Ray Shasho: What was it like to work on the set with those hilarious characters, and under the great Carl Reiner?
Marty Ingels: “They’re all heroes of mine. Carl has an over-the-top presence. His genius for comedy of simple life was the magic ... and still is.”
Ray Shasho: Do you still keep tabs with anyone from the Dick Van Dyke Show?
Marty Ingels: “Dick’s a close friend … Carl too.”
Ray Shasho:  (Laughing) ‘I’m Dickens, He’s Fenster’ lasted one season / 32 episodes. When the show came out you had some pretty stiff competition, but I'm still surprised it was cancelled after only one season, especially being created by the legendary Leonard Stern. And I wasn't aware that the show launched the careers of so many great actors. (Harvey Korman, Lee Meriwether, Yvonne Craig, Jim Nabors, and Ellen Burstyn to name just a few)
Marty Ingels: The show was an instant smash with the critics. They said it was a refreshing throw-back to the slapstick comedy era, even Stan Laurel was a fan. The show got cancelled by mistake before the ratings came out showing us beating our competition.”
Ray Shasho: Of course… your costar on that hilarious sitcom was John Astin. (He also played Gomez on ‘The Addams Family’) Do you still keep in contact with John?
Marty Ingels: “I’ve tried … John’s a college professor now. He’s a nice guy,  but I always overwhelmed him.”
Ray Shasho: You did a lot of voiceovers throughout your career, what was your favorite role?
Marty Ingels: “The voice of Pac-Man, which everybody thought would take over the world, but it didn’t …the Smurfs buried us. Voiceovers saved my carcass.”
Ray Shasho: Is there anything else you’d like to add Marty?
Marty Ingels: “Shirley and I administer Southern California’s only 911 Memorial Park, across Big Bear Lake in a little town called Fawnskin. It has a genuine piece of the Twin Towers in the center of the park in tribute to the thousands of sainted souls that left us. The park can only survive on outside donations. Go see it!”
Ray Shasho: Thank you so much for spending time with me today …Uncle Marty. (Laughing)
Marty Ingels: “You can come out of your room now.”

===

*GIVEN EXERCISE 1*:
In the interview, which voiceover role does Marty Ingels name as his favorite?
*GIVEN EXERCISE 2*:
Repeat everything in the interview from "Marty Ingels: The" down to "your favorite role?".

(Pointing dataset rows)
===

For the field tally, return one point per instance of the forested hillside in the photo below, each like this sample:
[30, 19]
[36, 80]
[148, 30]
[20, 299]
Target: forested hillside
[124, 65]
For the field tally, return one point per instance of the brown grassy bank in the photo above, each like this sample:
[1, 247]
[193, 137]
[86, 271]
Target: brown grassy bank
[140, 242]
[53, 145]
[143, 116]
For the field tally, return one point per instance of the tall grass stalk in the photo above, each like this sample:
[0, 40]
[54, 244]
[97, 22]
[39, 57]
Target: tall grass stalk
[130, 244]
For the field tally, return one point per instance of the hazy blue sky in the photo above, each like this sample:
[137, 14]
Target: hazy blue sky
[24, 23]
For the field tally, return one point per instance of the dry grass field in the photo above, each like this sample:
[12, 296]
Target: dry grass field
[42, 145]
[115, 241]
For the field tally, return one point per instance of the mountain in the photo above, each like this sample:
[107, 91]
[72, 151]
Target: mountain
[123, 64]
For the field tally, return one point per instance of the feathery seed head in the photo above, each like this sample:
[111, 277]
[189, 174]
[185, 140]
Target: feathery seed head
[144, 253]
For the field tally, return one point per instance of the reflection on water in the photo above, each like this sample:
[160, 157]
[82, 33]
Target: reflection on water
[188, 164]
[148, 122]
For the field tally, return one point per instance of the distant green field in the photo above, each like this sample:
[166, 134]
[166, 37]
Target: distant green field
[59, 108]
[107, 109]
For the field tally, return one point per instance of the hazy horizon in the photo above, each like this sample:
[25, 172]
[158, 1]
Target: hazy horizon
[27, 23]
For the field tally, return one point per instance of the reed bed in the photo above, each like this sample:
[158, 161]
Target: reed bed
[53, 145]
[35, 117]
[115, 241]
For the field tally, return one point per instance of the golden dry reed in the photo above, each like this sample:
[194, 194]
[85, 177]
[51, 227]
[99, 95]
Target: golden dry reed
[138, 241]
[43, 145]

===

*FULL ANSWER 1*:
The voice of Pac-Man.

*FULL ANSWER 2*:
Marty Ingels: The show was an instant smash with the critics. They said it was a refreshing throw-back to the slapstick comedy era, even Stan Laurel was a fan. The show got cancelled by mistake before the ratings came out showing us beating our competition.”
Ray Shasho: Of course… your costar on that hilarious sitcom was John Astin. (He also played Gomez on ‘The Addams Family’) Do you still keep in contact with John?
Marty Ingels: “I’ve tried … John’s a college professor now. He’s a nice guy,  but I always overwhelmed him.”
Ray Shasho: You did a lot of voiceovers throughout your career, what was your favorite role?